Set exercise >> Identify each line of the material that contains the string "fish" and copy those lines in full. Treat uppercase and lowercase letters as different.

Image box annotation records >>
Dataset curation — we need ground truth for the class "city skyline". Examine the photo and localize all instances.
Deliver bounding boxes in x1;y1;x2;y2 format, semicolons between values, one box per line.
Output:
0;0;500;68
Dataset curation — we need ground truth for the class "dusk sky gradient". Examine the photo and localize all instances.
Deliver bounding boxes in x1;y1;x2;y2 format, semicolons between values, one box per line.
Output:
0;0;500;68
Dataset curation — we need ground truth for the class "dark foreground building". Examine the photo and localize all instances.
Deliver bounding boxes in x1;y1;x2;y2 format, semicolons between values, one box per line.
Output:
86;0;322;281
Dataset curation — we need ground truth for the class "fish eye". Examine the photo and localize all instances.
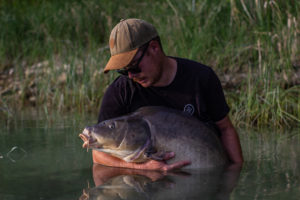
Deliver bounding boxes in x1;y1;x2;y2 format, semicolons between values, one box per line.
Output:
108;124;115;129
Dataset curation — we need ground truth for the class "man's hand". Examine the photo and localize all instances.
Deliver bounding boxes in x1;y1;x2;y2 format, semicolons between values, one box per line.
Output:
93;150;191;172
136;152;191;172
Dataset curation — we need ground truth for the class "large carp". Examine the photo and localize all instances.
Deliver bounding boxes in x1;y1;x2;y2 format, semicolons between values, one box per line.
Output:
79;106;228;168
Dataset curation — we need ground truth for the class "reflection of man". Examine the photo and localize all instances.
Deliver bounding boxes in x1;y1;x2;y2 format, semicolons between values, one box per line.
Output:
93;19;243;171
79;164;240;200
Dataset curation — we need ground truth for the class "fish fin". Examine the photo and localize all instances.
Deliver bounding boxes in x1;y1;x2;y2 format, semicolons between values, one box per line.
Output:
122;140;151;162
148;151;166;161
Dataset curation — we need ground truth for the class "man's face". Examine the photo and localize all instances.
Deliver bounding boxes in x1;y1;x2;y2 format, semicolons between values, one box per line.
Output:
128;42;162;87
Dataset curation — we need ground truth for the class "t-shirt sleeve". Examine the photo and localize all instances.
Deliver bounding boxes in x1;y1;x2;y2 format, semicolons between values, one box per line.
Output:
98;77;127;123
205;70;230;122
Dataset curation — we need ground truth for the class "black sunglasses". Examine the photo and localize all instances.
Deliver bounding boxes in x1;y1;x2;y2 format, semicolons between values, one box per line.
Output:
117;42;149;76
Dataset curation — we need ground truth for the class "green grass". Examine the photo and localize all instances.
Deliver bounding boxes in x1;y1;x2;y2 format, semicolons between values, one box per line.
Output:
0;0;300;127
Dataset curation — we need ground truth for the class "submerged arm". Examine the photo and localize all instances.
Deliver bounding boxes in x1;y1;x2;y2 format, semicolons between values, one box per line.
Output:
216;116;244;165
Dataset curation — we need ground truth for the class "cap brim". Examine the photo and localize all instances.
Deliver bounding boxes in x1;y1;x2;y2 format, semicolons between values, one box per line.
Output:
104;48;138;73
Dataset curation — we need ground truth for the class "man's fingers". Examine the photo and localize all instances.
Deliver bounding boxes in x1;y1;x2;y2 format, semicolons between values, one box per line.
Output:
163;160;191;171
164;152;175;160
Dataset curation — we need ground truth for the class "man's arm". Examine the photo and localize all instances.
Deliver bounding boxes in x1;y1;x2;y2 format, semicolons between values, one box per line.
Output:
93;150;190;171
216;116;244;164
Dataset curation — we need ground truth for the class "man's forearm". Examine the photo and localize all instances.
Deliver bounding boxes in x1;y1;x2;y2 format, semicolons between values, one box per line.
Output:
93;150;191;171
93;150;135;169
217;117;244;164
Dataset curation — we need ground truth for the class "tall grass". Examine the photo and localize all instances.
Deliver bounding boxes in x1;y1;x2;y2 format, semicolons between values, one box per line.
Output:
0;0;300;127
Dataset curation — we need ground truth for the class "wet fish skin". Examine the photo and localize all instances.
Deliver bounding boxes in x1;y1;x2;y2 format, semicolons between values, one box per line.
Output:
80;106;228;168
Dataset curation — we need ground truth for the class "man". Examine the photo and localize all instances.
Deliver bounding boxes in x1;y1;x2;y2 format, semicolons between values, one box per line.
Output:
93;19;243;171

Solution below >>
Dataset curation — we need ground truth for the class "fish eye". Examine the photo and localize all instances.
Dataset curation — we need ground truth for the class "fish fin". Examine the photo and localize all instances.
Dataset curation — we need ground truth for the class "wet fish skin". Examine the photo and localize all instances.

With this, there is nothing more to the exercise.